## Text segment
++++++++

Now I tend to work out my home directory, thus mod_userdir comes into
play. One of the things it does is add an entry to req.notes recording
what my username is. This is just one example, there are others entries
added as well by other stuff. For example, if I access /~grahamd/index.html
the req.notes table contains:

{'no-etag': '', 'ap-mime-exceptions-list': 'Ϣ', 'mod_userdir_user': 'grahamd', 'python_init_ran': '1'}

I could therefore access the username using:

  req.notes["mod_userdir_user"]

this would yield a string containing "grahamd".

++++++++

(Pointing data excerpts)
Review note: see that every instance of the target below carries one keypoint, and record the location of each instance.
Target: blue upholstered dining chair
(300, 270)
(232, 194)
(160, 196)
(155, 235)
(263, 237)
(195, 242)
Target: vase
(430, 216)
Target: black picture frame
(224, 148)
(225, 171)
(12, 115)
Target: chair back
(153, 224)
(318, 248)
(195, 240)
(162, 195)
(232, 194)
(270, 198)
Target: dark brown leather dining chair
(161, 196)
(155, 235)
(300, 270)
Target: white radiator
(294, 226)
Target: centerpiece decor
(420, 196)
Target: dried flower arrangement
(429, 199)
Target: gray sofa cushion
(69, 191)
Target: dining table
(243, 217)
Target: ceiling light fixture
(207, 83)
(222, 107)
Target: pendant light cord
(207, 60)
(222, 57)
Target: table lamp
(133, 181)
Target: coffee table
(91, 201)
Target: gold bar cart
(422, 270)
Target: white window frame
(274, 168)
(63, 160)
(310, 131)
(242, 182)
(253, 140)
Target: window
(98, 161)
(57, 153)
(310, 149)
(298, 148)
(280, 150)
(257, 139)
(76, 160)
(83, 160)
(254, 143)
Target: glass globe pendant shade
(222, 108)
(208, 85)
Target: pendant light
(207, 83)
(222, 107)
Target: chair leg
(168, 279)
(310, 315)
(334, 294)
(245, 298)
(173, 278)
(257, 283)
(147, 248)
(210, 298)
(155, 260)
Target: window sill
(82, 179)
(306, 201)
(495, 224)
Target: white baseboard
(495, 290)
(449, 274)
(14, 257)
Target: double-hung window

++++++++

## Aim A
In the req.notes passage, which module adds an entry recording the username?
## Aim B
Set down word for word the entries between the line holding "Target: dining table" and the end of the entries, inclusive.

## Full output A
mod_userdir

## Full output B
Target: dining table
(243, 217)
Target: ceiling light fixture
(207, 83)
(222, 107)
Target: pendant light cord
(207, 60)
(222, 57)
Target: table lamp
(133, 181)
Target: coffee table
(91, 201)
Target: gold bar cart
(422, 270)
Target: white window frame
(274, 168)
(63, 160)
(310, 131)
(242, 182)
(253, 140)
Target: window
(98, 161)
(57, 153)
(310, 149)
(298, 148)
(280, 150)
(257, 139)
(76, 160)
(83, 160)
(254, 143)
Target: glass globe pendant shade
(222, 108)
(208, 85)
Target: pendant light
(207, 83)
(222, 107)
Target: chair leg
(168, 279)
(310, 315)
(334, 294)
(245, 298)
(173, 278)
(257, 283)
(147, 248)
(210, 298)
(155, 260)
Target: window sill
(82, 179)
(306, 201)
(495, 224)
Target: white baseboard
(495, 290)
(449, 274)
(14, 257)
Target: double-hung window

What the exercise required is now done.